Show each line of the records in which the word "bike" occurs.

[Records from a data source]
-- Opening Marker --

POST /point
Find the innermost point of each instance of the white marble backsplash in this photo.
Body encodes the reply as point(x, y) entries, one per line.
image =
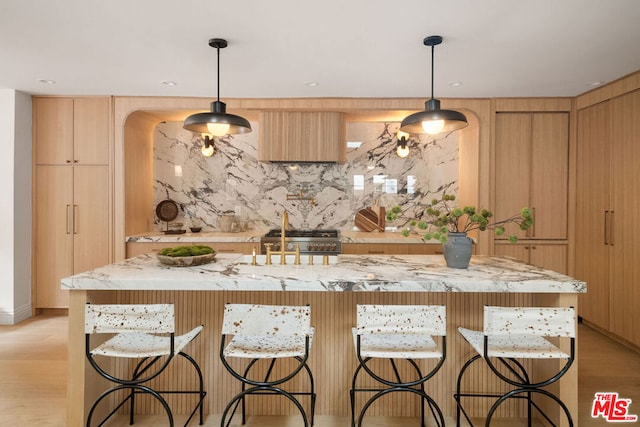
point(234, 180)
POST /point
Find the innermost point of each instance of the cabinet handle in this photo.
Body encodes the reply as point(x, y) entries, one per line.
point(68, 219)
point(533, 227)
point(76, 220)
point(612, 218)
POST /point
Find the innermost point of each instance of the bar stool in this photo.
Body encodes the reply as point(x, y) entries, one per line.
point(398, 332)
point(509, 336)
point(144, 332)
point(267, 333)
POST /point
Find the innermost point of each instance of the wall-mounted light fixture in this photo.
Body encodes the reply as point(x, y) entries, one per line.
point(433, 120)
point(403, 140)
point(207, 149)
point(217, 122)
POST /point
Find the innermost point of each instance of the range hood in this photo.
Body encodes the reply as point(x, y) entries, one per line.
point(302, 137)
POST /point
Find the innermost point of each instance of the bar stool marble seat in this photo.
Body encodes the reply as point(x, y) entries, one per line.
point(267, 333)
point(398, 332)
point(145, 333)
point(510, 336)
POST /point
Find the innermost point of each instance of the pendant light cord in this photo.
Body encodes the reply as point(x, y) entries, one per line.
point(218, 49)
point(433, 48)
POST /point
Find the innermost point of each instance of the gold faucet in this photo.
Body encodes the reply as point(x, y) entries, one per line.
point(283, 244)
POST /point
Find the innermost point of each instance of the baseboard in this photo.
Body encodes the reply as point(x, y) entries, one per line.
point(612, 336)
point(16, 316)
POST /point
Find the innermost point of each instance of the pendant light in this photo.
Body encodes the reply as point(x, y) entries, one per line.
point(217, 122)
point(433, 120)
point(403, 149)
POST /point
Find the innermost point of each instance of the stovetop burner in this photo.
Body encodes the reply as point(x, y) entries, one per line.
point(303, 233)
point(308, 241)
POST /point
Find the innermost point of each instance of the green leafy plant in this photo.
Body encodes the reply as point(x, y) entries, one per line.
point(194, 250)
point(440, 218)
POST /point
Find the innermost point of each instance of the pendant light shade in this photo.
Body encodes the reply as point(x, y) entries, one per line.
point(217, 122)
point(433, 120)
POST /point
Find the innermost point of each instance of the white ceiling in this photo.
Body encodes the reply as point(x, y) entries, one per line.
point(351, 48)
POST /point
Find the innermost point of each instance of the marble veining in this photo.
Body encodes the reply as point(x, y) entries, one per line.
point(356, 273)
point(233, 179)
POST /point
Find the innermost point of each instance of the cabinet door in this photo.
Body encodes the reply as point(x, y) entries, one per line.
point(302, 136)
point(549, 179)
point(513, 166)
point(53, 131)
point(532, 158)
point(624, 230)
point(512, 250)
point(549, 256)
point(91, 131)
point(53, 247)
point(91, 228)
point(592, 205)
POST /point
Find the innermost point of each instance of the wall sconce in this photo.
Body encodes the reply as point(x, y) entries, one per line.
point(403, 148)
point(207, 148)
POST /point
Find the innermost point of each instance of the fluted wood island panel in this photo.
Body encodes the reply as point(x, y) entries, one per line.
point(333, 291)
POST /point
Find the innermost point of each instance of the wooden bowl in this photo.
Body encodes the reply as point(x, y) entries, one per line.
point(186, 261)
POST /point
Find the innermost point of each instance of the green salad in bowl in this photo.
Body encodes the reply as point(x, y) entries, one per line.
point(184, 256)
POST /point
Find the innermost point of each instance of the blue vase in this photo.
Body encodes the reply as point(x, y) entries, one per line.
point(457, 250)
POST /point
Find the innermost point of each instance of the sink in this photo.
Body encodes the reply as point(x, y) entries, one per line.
point(290, 259)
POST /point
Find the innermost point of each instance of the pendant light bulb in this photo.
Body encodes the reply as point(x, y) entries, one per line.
point(218, 129)
point(217, 121)
point(207, 151)
point(433, 127)
point(402, 151)
point(433, 120)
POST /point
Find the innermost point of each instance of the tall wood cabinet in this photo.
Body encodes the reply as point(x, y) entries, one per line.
point(72, 192)
point(531, 169)
point(607, 226)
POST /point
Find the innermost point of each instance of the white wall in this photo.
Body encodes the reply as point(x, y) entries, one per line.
point(15, 200)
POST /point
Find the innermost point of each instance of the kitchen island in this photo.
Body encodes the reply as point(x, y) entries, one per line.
point(333, 291)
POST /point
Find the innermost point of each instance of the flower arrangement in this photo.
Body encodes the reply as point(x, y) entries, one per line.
point(440, 218)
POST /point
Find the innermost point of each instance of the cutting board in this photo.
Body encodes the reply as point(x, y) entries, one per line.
point(370, 219)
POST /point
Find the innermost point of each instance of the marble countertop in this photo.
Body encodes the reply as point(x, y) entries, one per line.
point(249, 236)
point(346, 236)
point(368, 273)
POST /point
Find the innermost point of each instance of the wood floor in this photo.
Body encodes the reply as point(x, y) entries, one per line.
point(33, 379)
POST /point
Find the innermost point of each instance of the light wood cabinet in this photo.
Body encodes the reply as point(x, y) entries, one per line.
point(592, 211)
point(71, 131)
point(531, 164)
point(302, 136)
point(72, 232)
point(72, 187)
point(550, 256)
point(607, 226)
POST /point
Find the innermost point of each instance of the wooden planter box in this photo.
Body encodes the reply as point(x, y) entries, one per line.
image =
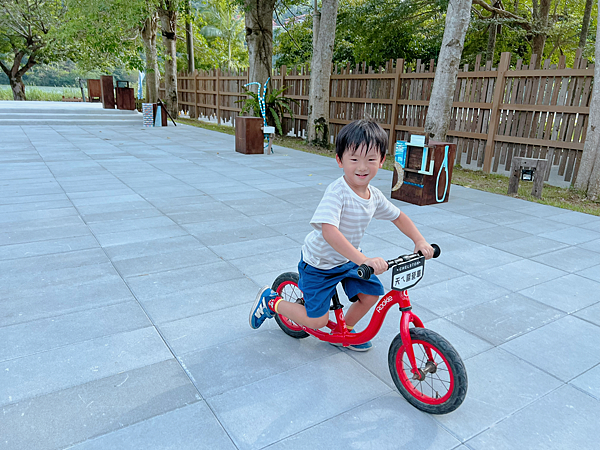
point(108, 92)
point(249, 137)
point(426, 189)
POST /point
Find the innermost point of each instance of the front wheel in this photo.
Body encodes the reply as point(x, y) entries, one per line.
point(441, 383)
point(286, 285)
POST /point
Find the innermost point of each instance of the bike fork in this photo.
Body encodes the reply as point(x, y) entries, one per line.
point(430, 366)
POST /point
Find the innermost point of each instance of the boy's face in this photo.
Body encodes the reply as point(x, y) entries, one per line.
point(360, 166)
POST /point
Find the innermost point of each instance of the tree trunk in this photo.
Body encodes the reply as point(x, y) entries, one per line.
point(541, 11)
point(585, 24)
point(149, 32)
point(259, 36)
point(16, 72)
point(588, 176)
point(189, 38)
point(168, 23)
point(320, 76)
point(18, 88)
point(316, 23)
point(446, 74)
point(489, 54)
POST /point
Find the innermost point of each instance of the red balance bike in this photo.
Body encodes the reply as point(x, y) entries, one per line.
point(426, 369)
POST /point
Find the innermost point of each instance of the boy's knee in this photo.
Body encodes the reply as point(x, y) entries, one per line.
point(319, 322)
point(368, 299)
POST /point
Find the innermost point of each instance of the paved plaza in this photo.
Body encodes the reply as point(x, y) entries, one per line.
point(130, 257)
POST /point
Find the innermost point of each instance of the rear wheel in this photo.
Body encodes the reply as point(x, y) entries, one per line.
point(286, 285)
point(441, 384)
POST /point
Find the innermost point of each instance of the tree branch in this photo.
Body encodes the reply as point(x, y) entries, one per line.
point(524, 23)
point(4, 69)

-- Closing Marker --

• [Solution to this problem]
Find the innermost point of each instance of the bike fork in this photo.
Find the innermost point of each instance of the red balance bike in this photo.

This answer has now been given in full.